Segment Start: Recorded information

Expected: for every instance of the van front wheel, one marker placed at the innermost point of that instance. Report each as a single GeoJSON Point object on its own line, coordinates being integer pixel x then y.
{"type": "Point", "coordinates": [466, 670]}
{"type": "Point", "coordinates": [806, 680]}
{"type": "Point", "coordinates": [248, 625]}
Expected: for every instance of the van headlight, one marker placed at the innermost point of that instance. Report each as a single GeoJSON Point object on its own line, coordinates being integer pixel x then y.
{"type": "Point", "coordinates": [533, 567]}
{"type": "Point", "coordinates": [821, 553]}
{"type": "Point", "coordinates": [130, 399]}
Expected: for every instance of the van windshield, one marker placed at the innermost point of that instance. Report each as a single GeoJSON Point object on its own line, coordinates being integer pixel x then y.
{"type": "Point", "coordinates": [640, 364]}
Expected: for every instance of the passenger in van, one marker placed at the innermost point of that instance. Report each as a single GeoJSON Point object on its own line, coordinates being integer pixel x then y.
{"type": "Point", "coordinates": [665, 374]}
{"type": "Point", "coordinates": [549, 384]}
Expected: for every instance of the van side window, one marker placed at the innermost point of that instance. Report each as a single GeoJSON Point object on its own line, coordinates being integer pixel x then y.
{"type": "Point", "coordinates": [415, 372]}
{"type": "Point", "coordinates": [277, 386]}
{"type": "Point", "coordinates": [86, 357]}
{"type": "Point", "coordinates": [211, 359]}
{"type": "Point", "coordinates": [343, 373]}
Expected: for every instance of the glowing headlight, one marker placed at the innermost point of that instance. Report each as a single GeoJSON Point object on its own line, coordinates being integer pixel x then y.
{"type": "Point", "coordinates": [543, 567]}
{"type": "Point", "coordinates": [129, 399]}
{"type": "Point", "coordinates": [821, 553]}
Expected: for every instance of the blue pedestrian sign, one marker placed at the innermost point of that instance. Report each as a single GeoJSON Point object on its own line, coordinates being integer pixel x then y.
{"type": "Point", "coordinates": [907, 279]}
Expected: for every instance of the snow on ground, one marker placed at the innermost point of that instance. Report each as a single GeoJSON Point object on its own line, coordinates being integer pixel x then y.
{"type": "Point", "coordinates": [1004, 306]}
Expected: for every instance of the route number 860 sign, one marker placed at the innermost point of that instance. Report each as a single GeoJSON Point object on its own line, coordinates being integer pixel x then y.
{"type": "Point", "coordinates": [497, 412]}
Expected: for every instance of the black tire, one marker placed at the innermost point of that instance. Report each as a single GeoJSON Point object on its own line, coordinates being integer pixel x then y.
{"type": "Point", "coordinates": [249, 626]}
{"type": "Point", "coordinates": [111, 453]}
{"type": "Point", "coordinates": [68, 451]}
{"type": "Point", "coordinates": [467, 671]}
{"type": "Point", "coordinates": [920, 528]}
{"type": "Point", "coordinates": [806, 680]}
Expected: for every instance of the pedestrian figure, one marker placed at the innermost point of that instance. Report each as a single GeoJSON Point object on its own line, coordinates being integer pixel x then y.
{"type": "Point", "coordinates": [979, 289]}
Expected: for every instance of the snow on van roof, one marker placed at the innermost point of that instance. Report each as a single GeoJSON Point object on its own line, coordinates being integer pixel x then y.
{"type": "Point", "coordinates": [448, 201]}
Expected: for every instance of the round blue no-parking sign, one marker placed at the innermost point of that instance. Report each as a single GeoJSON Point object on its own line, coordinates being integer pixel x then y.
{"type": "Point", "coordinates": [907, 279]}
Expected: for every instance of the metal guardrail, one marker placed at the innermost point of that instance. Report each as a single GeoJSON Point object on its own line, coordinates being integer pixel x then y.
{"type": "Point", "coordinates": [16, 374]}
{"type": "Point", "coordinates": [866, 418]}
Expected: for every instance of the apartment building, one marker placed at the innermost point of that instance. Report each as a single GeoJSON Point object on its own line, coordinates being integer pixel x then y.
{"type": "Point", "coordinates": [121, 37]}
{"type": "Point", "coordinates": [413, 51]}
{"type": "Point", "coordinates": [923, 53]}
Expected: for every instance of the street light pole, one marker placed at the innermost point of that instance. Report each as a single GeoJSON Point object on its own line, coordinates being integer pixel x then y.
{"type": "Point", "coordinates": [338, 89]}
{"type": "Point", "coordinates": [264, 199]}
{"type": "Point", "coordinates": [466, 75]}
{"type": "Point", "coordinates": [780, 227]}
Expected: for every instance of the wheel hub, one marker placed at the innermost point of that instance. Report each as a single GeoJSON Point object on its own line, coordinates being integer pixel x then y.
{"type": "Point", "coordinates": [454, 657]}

Segment End: Recorded information

Work order >>
Print each line of the data exactly as it was written.

Finished task >>
Expected: for every instance of the van front wheel, one marker placed at the innermost point of that instance. Report each as a single GeoJSON Point object on its own line, coordinates being integer pixel x then y.
{"type": "Point", "coordinates": [466, 670]}
{"type": "Point", "coordinates": [806, 680]}
{"type": "Point", "coordinates": [248, 625]}
Expected: for every instance of the van headlight, one marker placed at the innermost point of that instance. Report each as a single GeoJSON Point object on its own line, coordinates being integer pixel x then y.
{"type": "Point", "coordinates": [533, 567]}
{"type": "Point", "coordinates": [821, 553]}
{"type": "Point", "coordinates": [130, 399]}
Expected: for every instance of the van windshield, one marker placed at the innermost point of that instance. Report each as a single GeoJSON Point object on its own line, coordinates being integer pixel x then y.
{"type": "Point", "coordinates": [640, 364]}
Expected: for every instance of the passenger in van, one marker placed at the innermost point of that instance. Report each as a single GeoJSON Point object on its own line, coordinates being integer pixel x then y.
{"type": "Point", "coordinates": [665, 374]}
{"type": "Point", "coordinates": [549, 384]}
Expected: for every instance of the van side window, one marker placed at the innermost point of that instance. Report each as a single GeoJSON Point object on its own line, coordinates being integer pixel x then y.
{"type": "Point", "coordinates": [415, 372]}
{"type": "Point", "coordinates": [277, 386]}
{"type": "Point", "coordinates": [86, 357]}
{"type": "Point", "coordinates": [211, 359]}
{"type": "Point", "coordinates": [343, 373]}
Expected: for every instance of the glowing headlight, one marker placed at the innermost point of that instance. Report each as a single GeoJSON Point object on its own line, coordinates being integer pixel x then y.
{"type": "Point", "coordinates": [543, 567]}
{"type": "Point", "coordinates": [129, 399]}
{"type": "Point", "coordinates": [821, 553]}
Expected: for every instance of the blue pedestrian sign, one marker placed at the innermost point of that instance. Report each as a single GeoJSON Point object on its own line, coordinates being integer pixel x then y.
{"type": "Point", "coordinates": [907, 279]}
Expected: for every instance of the snow on ground, one marker placed at the innermost point of that instance. Report each as a single GeoJSON Point object on its own line, coordinates being integer pixel x then y.
{"type": "Point", "coordinates": [1004, 306]}
Expected: for every instance of the route number 860 sign, one marker placed at the innermost point of that instance. Report each as a single GeoJSON Point object on its own line, coordinates being integer pixel x then y.
{"type": "Point", "coordinates": [497, 412]}
Expected: for every instance of the black tire, one marker placed at the innermost point of that instance. Report each as a single GeoJSON Point object on its own line, coordinates being integer pixel x then y.
{"type": "Point", "coordinates": [249, 626]}
{"type": "Point", "coordinates": [111, 453]}
{"type": "Point", "coordinates": [68, 451]}
{"type": "Point", "coordinates": [467, 671]}
{"type": "Point", "coordinates": [920, 528]}
{"type": "Point", "coordinates": [806, 680]}
Expected: for every instance of the pedestrian figure, one marker placed at the innermost point of that instance. Report each as a single GeoJSON Point object on its own line, coordinates being integer pixel x then y.
{"type": "Point", "coordinates": [979, 289]}
Expected: for every instance of the snow on van roof, one marker placed at the innermost point of that instance. Report each as a single GeoJSON Point object on its own line, coordinates being integer pixel x then y.
{"type": "Point", "coordinates": [448, 201]}
Expected: for every instance of the round blue no-parking sign, one marker placed at the innermost point of that instance. Report each as a single GeoJSON Point object on its own line, coordinates being integer pixel x then y.
{"type": "Point", "coordinates": [907, 279]}
Expected: for every instance of the metal guardrail, one marker placed at the innermost point of that instance. Report each as a single GeoJSON Point object on its own line, coordinates being integer pixel x then y.
{"type": "Point", "coordinates": [16, 374]}
{"type": "Point", "coordinates": [866, 418]}
Expected: for every instance of the apartment building, one marker placed at the innermost point of that instance. Report each as a single GeoJSON Point object on its own line, coordinates being integer pixel x then y.
{"type": "Point", "coordinates": [121, 37]}
{"type": "Point", "coordinates": [413, 51]}
{"type": "Point", "coordinates": [923, 53]}
Expected: for every instance of the street light pole, one marker placed at the innermost point of that instance. Report each as a single GeoJSON Point object on its own line, coordinates being integer pixel x then y.
{"type": "Point", "coordinates": [338, 89]}
{"type": "Point", "coordinates": [264, 199]}
{"type": "Point", "coordinates": [466, 75]}
{"type": "Point", "coordinates": [780, 227]}
Expected: for every instance of the wheel hub, one marker placed at the innermost point of that instance. Report each as a single GeoJSON Point object on its own line, coordinates being integer pixel x then y.
{"type": "Point", "coordinates": [454, 657]}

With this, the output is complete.